** CONSIGNE **
Poursuivez le texte sur l'action d'Arnaud à l'Assemblée législative à partir de sa dernière phrase.

Devant l’assemblée législative, Arnaud combat en 1849 un projet de loi qui aurait rendu obligatoire le repos dominical sous peine de sanctions pénales ; mais en 1850 il vote la loi Falloux qui abolit le monopole éducatif de l’Etat et autorise l’enseignement confessionnel. Cependant, l’élection en décembre 1848 de Louis-Napoléon Bonaparte à la présidence de la République par la paysannerie, y compris ariégeoise, qui voit en lui le défenseur de la petite propriété, lui fait redouter le retour du césarisme, du militarisme et du bellicisme. A la séance de l’Assemblée en date du 12 juin 1851, et au grand dam de la majorité des députés, il prononce son plus ardent discours contre la règle de l’ « obéissance passive » des militaires et pour la désobéissance active en cas d’atteinte aux principes constitutionnels ou moraux. En quoi il s’affirme très en avance sur son temps !

** DONNÉES SOURCES **
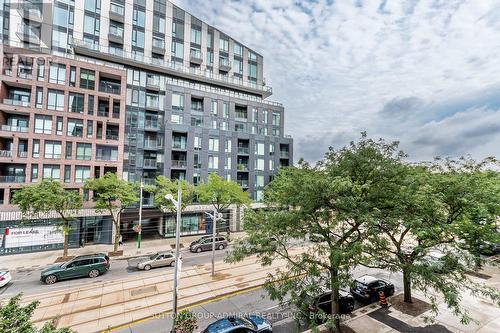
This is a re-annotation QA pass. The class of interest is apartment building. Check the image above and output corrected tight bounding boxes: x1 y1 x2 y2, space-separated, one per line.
0 0 293 253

** RÉPONSE ATTENDUE **
« Si un gouvernement me commande un acte qui soit une violation de la loi, soldat ou garde national, je désobéirai… Je ne dois obéissance à la loi que dans les limites de la justice ».

Le coup d’Etat militaire du 2 décembre 1851 le trouve debout. Il ne l’avait que trop pressenti ! Avec Victor Schoelcher, le promoteur de l’abolition de l’esclavage, et Alphonse Baudin, qui sera tué sur une barricade, il organise la résistance armée des parisiens. Il tente même de faire intervenir l’archevêque de Paris, monseigneur de Sibour, pour stopper l’armée. Dans son « Histoire d’un Crime », Victor Hugo magnifiera longuement son courage et sa ténacité. Mais les républicains sont décimés par la mitraille et les arrestations. Arnaud ne doit son salut qu’aux curés qui l’un après l’autre le cachent. Comme tous les députés de gauche ou du centre, il doit s’enfuir de la capitale. Il se réfugie à Bruxelles pour quelques mois, avec son épouse, avant de regagner discrètement l’Ariège.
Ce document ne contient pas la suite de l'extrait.